What you will do:
**A)** According to the passage on the Mexico City earthquakes, at around what time did the 1985 earthquake strike?
**B)** Pick up the passage on the Mexico City earthquakes after its last sentence and carry it forward.
::: Reading passage
On September 19, 1985, at around 7:19 a.m. a powerful earthquake struck Mexico City, toppling buildings and killing over 10,000 people in a matter of hours. I was 16, and had (almost miraculously) made it to 7:00 a.m. class for a biology partial exam. Needless to say, the exam never took place. The two-story building where my school was located began shaking pretty badly. We panicked. My teacher was crying hysterically. We were directed to evacuate immediately and move to a nearby park where we huddled up shaking, crying, following news updates on a transistor radio; listening to nothing but the somber voice of the venerable Jacobo Zabludovsky.
Thirty-two years later, on the morning of September 19, 2017, as Mexicans remembered that very awful day, tragedy struck again: A 7.1-magnitud earthquake struck near Mexico City, toppling many buildings and killing dozens of people (including little children,) unleashing chaos in an already chaotic capital.
::::::
::: Source information
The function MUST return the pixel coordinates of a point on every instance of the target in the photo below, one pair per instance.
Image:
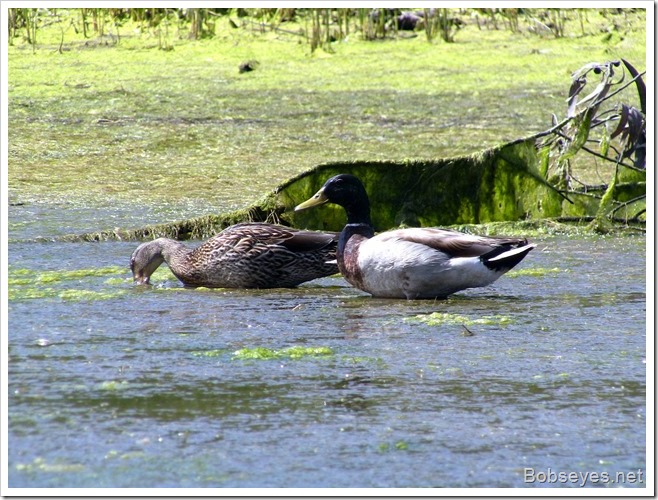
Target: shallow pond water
(112, 385)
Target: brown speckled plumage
(249, 255)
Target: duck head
(145, 260)
(344, 190)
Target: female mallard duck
(416, 263)
(249, 255)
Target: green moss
(26, 284)
(84, 132)
(295, 352)
(439, 319)
(210, 354)
(536, 272)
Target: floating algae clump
(437, 319)
(31, 284)
(295, 352)
(536, 272)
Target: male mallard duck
(415, 263)
(249, 255)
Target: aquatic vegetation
(39, 464)
(438, 319)
(210, 354)
(294, 352)
(24, 284)
(536, 272)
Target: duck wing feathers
(453, 243)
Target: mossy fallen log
(498, 184)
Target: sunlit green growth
(437, 319)
(295, 352)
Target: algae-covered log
(498, 184)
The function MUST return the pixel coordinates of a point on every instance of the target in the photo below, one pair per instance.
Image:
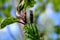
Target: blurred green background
(46, 13)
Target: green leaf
(57, 28)
(31, 32)
(8, 21)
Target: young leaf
(8, 21)
(31, 32)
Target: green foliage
(31, 32)
(7, 11)
(29, 3)
(8, 21)
(57, 28)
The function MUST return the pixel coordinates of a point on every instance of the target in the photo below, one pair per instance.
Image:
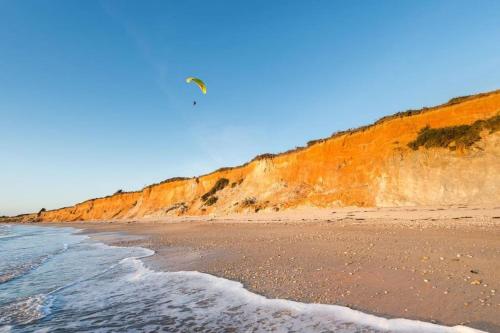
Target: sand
(437, 264)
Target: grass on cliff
(462, 136)
(219, 185)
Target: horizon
(128, 121)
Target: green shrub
(219, 185)
(463, 135)
(210, 201)
(249, 201)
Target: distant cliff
(449, 154)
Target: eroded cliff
(371, 166)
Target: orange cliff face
(372, 166)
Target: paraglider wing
(198, 82)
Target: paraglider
(199, 83)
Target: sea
(55, 279)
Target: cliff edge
(449, 154)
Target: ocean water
(55, 280)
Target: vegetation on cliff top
(453, 137)
(219, 185)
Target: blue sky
(93, 98)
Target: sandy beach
(436, 264)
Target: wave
(27, 310)
(25, 268)
(214, 296)
(123, 294)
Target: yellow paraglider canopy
(198, 82)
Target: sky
(93, 95)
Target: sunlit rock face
(371, 166)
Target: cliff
(449, 154)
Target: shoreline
(433, 264)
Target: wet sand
(437, 264)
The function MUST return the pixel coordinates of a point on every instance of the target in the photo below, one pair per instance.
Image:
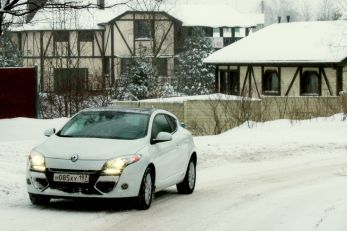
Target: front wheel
(145, 196)
(39, 199)
(188, 184)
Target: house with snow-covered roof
(289, 59)
(90, 48)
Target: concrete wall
(205, 117)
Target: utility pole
(262, 6)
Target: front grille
(69, 187)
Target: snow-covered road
(275, 176)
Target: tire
(39, 199)
(188, 184)
(145, 196)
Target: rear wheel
(145, 196)
(39, 199)
(188, 184)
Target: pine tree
(141, 78)
(10, 56)
(193, 77)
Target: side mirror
(162, 137)
(50, 131)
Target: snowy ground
(276, 176)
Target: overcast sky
(249, 5)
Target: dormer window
(61, 36)
(310, 84)
(143, 29)
(271, 83)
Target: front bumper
(126, 185)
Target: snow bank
(182, 99)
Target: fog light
(125, 186)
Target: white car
(113, 153)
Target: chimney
(288, 18)
(33, 6)
(101, 4)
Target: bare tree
(12, 10)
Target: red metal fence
(18, 92)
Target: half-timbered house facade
(289, 59)
(88, 49)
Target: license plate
(73, 178)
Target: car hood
(89, 148)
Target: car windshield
(107, 124)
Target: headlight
(115, 167)
(37, 162)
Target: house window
(143, 29)
(61, 36)
(125, 64)
(227, 32)
(85, 36)
(208, 31)
(310, 83)
(216, 32)
(162, 66)
(70, 80)
(271, 83)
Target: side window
(172, 122)
(160, 124)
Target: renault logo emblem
(74, 158)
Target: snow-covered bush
(192, 76)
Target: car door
(165, 153)
(181, 147)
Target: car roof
(147, 111)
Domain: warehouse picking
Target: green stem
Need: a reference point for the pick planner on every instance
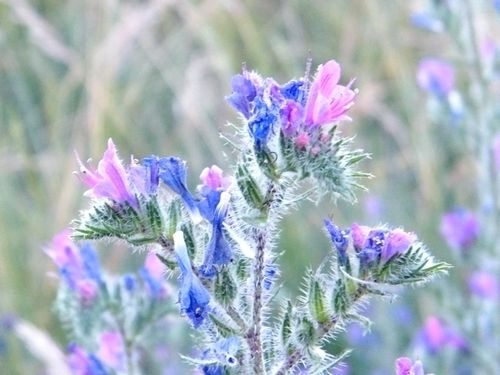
(254, 334)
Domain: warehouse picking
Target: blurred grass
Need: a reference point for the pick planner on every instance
(153, 75)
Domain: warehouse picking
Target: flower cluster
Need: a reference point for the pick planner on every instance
(364, 250)
(220, 242)
(87, 293)
(405, 366)
(296, 109)
(460, 229)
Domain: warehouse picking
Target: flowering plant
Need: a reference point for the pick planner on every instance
(221, 242)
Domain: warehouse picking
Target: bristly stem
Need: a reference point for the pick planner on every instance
(254, 334)
(321, 332)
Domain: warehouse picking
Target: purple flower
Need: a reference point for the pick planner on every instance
(109, 180)
(222, 354)
(484, 285)
(340, 239)
(271, 274)
(496, 5)
(459, 228)
(496, 151)
(213, 178)
(436, 76)
(193, 297)
(153, 274)
(243, 94)
(294, 91)
(398, 242)
(146, 176)
(218, 251)
(359, 235)
(173, 174)
(435, 335)
(112, 350)
(328, 101)
(405, 366)
(82, 363)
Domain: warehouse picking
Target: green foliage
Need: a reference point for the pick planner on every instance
(137, 226)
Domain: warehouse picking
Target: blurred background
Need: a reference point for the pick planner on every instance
(152, 74)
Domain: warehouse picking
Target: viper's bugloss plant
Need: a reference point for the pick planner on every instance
(220, 242)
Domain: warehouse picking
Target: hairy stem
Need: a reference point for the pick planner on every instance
(254, 334)
(296, 356)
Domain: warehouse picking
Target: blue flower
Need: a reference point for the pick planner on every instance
(222, 353)
(129, 282)
(155, 286)
(426, 21)
(207, 205)
(261, 123)
(193, 297)
(243, 94)
(91, 262)
(374, 245)
(152, 165)
(340, 239)
(271, 273)
(219, 250)
(293, 90)
(173, 174)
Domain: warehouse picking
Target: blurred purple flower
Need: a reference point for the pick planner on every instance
(496, 5)
(109, 180)
(243, 93)
(496, 150)
(426, 21)
(373, 206)
(484, 285)
(213, 178)
(435, 335)
(398, 242)
(328, 101)
(79, 267)
(405, 366)
(153, 274)
(82, 363)
(436, 76)
(112, 350)
(459, 228)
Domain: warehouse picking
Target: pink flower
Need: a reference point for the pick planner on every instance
(154, 266)
(398, 242)
(484, 285)
(359, 235)
(112, 350)
(496, 151)
(436, 76)
(405, 366)
(214, 179)
(291, 117)
(328, 101)
(109, 180)
(87, 290)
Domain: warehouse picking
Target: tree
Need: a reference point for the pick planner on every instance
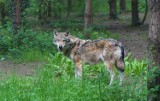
(112, 9)
(154, 49)
(16, 13)
(69, 7)
(135, 17)
(87, 16)
(2, 11)
(122, 5)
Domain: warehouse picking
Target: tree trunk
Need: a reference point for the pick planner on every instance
(40, 10)
(135, 17)
(122, 5)
(49, 8)
(87, 16)
(2, 12)
(16, 15)
(154, 50)
(112, 9)
(69, 7)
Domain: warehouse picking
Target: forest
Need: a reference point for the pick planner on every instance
(32, 68)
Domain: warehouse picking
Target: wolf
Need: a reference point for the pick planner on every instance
(109, 51)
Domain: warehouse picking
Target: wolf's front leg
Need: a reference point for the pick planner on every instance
(78, 69)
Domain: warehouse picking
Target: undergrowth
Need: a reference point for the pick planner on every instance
(55, 82)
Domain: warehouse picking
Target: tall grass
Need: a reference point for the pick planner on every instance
(55, 82)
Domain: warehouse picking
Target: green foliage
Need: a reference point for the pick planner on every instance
(25, 40)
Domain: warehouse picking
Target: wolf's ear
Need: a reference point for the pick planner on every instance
(67, 33)
(55, 32)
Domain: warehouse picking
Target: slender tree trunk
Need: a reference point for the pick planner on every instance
(122, 5)
(112, 9)
(49, 8)
(40, 10)
(69, 7)
(16, 15)
(2, 12)
(87, 16)
(135, 17)
(154, 49)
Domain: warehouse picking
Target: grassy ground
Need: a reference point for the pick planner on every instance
(55, 81)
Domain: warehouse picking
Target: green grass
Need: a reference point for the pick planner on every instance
(55, 82)
(32, 55)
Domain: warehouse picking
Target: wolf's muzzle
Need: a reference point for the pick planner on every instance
(60, 48)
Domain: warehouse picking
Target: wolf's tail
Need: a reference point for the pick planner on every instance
(120, 64)
(122, 52)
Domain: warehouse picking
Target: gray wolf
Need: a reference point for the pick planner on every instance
(109, 51)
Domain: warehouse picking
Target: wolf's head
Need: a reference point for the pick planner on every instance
(62, 39)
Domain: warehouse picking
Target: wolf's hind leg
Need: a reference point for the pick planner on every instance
(120, 65)
(78, 69)
(109, 67)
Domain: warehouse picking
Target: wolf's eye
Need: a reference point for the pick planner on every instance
(66, 40)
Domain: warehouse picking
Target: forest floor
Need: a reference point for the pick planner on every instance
(133, 38)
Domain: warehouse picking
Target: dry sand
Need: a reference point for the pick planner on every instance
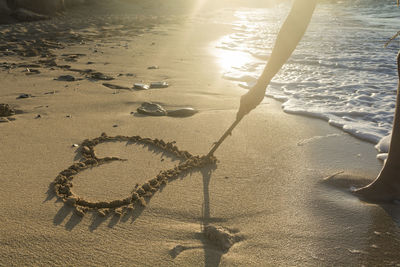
::::::
Answers for the tasks:
**A)** At around 7:19 a.m.

**B)**
My entire family lives in Mexico City, where I was born and raised and which was badly hit on both occasions, and while they’re all safe and sound (thank god,) so many others have not been so fortunate: At press time, many people were still trapped under crumbling buildings, and many, many others were unaccounted for.
I’m writing this from San Francisco, where I’m spending the week for work and feeling pretty helpless for not being able to be there physically, helping out. But if this new Mexican tragedy serves any purpose, let it be a reminder that Mexicans are a people with a huge heart that, in moments like this will come together as one, regardless what the so-called leader of the free-world would want you to believe.
If Mexicans are good at something is to know how to go about when the going gets tough — and, boy we’ve had it tough, like, forever.